# Exercise input
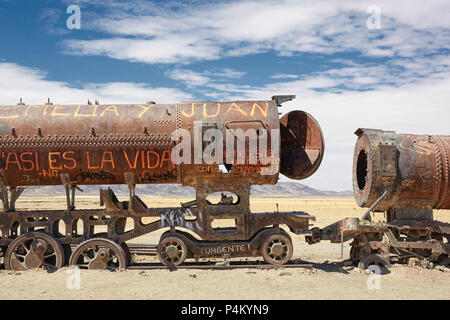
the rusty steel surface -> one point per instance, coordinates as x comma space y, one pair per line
72, 145
99, 144
414, 169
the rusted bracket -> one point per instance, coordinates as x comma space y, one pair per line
366, 215
109, 200
70, 191
279, 100
132, 187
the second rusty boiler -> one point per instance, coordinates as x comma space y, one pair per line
413, 169
99, 144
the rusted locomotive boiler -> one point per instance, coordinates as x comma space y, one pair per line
405, 176
75, 145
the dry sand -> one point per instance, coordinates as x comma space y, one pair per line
330, 278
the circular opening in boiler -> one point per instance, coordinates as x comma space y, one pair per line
361, 170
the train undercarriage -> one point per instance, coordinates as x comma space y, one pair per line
97, 238
383, 243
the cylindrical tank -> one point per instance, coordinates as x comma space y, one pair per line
414, 169
100, 144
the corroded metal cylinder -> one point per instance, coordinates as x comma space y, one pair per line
414, 169
109, 144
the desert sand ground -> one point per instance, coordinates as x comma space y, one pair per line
330, 278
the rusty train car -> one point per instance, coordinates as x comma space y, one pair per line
404, 176
93, 144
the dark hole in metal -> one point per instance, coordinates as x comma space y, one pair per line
361, 170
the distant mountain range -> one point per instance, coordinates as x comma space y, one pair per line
281, 189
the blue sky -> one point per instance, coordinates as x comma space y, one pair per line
346, 74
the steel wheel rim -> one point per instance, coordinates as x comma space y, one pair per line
277, 249
98, 254
172, 251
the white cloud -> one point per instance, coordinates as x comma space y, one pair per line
284, 76
31, 85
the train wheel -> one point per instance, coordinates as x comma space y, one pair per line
172, 251
34, 250
98, 254
277, 249
2, 257
374, 260
124, 246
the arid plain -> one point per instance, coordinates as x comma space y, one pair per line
330, 278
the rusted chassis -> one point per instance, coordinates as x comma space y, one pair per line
126, 220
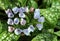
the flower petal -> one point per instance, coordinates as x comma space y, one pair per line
41, 19
26, 32
17, 31
21, 15
22, 22
10, 22
39, 26
15, 10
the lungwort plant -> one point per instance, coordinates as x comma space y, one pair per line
29, 20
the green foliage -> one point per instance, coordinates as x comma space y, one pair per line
44, 37
51, 14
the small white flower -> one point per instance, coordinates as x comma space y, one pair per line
17, 31
21, 15
26, 32
41, 19
16, 21
15, 10
10, 22
22, 9
31, 28
39, 26
10, 29
8, 11
10, 15
26, 9
36, 15
22, 22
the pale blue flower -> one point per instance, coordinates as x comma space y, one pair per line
39, 26
26, 32
8, 11
26, 9
17, 31
21, 15
41, 19
22, 22
37, 14
10, 28
10, 22
21, 10
16, 21
15, 10
31, 28
10, 15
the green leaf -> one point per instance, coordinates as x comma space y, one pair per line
32, 3
5, 36
55, 38
44, 37
57, 33
51, 15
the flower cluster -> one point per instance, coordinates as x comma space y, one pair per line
12, 20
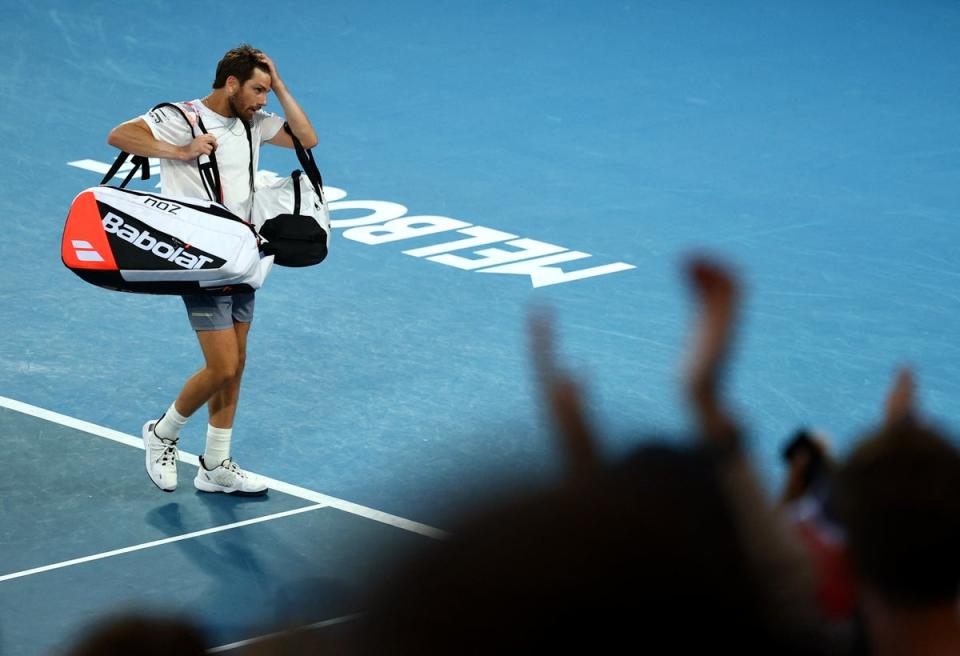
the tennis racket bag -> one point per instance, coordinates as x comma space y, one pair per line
150, 243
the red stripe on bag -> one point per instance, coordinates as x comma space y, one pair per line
85, 244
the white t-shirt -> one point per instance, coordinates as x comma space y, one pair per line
182, 178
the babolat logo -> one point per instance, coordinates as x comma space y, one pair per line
145, 241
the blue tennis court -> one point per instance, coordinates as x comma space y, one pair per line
483, 158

# Task brief
Retype the lines above exactly, no pictures.

# Task answer
the rusty steel surface -> one point per instance, coordinates as x comma space y, one pair per line
72, 145
99, 144
414, 169
the rusted bracket -> one point per instance, coordinates as x comma space y, one pair per line
366, 215
109, 200
70, 191
279, 100
132, 187
the second rusty boiler -> one point per instance, coordinates as x comma space y, one pair per line
413, 169
99, 144
the rusted locomotive boiler -> one point per instance, coordinates as x comma space y, one pair per line
405, 176
75, 145
the dry sand -> one point per instance, coordinates as x comma space y, one pair per line
330, 278
the circular opening in boiler -> one point per instance, coordinates as x comma space y, one pair per line
361, 170
the train undercarriage -> one point per instance, coordinates as x comma space y, one pair per line
97, 238
383, 243
the cylindrical tank -> one point per instance, coordinates as x comma space y, one pair per line
414, 169
100, 144
the corroded metal cylinder -> one point per instance, coordinates as x comma space y, one pair per line
414, 169
109, 144
the desert sand ground -> one point per instance, coordinates as x comma space y, one pair per line
330, 278
the rusty train car -> one point per instance, coordinates as x comma space y, one pair per line
404, 176
93, 144
the dark hole in metal -> one point per instance, coordinates as x comma space y, one pair per line
361, 170
the distant mountain range -> one point per instance, coordinates as x comma space y, one pair per line
281, 189
the blue sky -> one point per instance, coordinates as x comma space y, one pair per line
346, 74
the steel wheel rim -> one point per instance, coordinates as x comma space y, one pair per line
277, 249
98, 254
172, 251
the white cloud -> one point per instance, coordinates as x comma space y, one pair per line
284, 76
31, 85
the train wheel -> one point per instance, coordinates as x comma space y, one pair per line
172, 251
34, 250
98, 254
277, 249
2, 257
374, 260
124, 246
the arid plain -> one point per instance, coordinates as x comma space y, one pair per line
330, 278
the rusted chassis -> one point per instance, coordinates as x comma space y, one pair per line
126, 220
the flower petal -> one point per instance, coordinates as x comma space y, one pair per line
41, 19
26, 32
17, 31
21, 15
22, 22
10, 22
39, 26
15, 10
the lungwort plant -> one point per instance, coordinates as x comma space y, one pair per line
29, 20
the green foliage -> one point per instance, coordinates as x comma space y, one pair per line
44, 37
51, 14
the small white flower -> one point per instance, coordinates as x comma space y, one pair per line
17, 31
21, 15
26, 32
41, 19
16, 21
15, 10
10, 22
22, 9
31, 28
39, 26
10, 29
8, 11
10, 15
26, 9
36, 15
22, 22
the pale blue flower -> one point per instance, coordinates as x comma space y, one pair per line
39, 26
26, 32
8, 11
26, 9
17, 31
21, 15
41, 19
22, 22
37, 14
10, 28
10, 22
21, 10
16, 21
15, 10
31, 28
10, 15
the green leaf -> one point per instance, coordinates as x comma space y, one pair per line
32, 3
5, 36
55, 38
44, 37
57, 33
51, 15
the flower cluster -> one point per instance, coordinates as x comma space y, one pair per line
12, 20
the tennis racket bag -> one point per instance, coordinates as x comma space y, one pair per line
150, 243
the red stripe on bag -> one point per instance, coordinates as x comma space y, one pair per line
85, 244
the white t-shirt -> one point per instance, coordinates as x comma space y, one pair per line
182, 178
the babolat logo -> one point per instance, coordinates as x comma space y, one pair per line
145, 241
the blue tennis court -> one point per instance, coordinates as x comma space y, one pair per line
483, 158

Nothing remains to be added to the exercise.